▶ [OBJECTIVE] Gather each line of the material below that contains the string "following" and copy those lines in full.

▶ [MATERIAL FOR THIS EXERCISE]

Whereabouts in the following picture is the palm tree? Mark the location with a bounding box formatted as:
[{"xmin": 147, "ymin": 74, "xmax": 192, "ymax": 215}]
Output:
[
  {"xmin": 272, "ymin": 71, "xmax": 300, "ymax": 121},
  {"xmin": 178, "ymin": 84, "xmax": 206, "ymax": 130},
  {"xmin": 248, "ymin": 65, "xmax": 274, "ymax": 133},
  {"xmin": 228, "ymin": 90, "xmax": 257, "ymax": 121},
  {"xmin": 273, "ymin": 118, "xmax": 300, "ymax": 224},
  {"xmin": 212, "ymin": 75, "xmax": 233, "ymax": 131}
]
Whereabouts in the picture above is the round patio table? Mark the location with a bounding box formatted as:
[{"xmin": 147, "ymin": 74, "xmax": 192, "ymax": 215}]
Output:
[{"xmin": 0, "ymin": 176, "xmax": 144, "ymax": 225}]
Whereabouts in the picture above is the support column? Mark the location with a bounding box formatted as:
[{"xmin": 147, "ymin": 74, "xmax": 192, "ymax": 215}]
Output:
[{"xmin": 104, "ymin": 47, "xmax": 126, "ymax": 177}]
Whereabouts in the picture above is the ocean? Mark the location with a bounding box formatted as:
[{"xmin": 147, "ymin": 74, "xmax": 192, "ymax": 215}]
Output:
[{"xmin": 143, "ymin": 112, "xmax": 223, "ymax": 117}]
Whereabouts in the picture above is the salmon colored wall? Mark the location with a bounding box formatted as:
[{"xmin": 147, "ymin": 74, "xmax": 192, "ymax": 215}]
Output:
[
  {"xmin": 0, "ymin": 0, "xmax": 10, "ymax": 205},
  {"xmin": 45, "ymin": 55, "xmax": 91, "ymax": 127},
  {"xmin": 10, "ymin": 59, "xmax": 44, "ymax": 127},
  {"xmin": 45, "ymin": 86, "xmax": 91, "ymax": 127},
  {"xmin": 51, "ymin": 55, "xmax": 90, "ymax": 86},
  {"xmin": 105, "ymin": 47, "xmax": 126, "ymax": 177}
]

---

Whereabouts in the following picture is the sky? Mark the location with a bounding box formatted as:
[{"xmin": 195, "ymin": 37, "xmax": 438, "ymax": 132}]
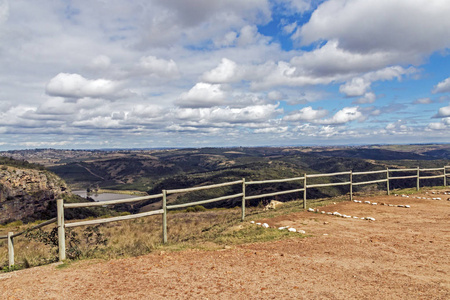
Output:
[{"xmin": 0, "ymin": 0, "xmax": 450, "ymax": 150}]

* * *

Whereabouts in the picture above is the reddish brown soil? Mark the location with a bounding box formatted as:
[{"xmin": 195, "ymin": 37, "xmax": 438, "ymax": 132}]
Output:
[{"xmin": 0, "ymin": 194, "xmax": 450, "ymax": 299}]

▶ [SOLUTION TO THIS PROBLEM]
Whereabouts in the following picture is the palm tree? Mark the location with a bounding box formatted as:
Whereabouts in the following picture is the sky? Mark the location with a bounding box formatted as:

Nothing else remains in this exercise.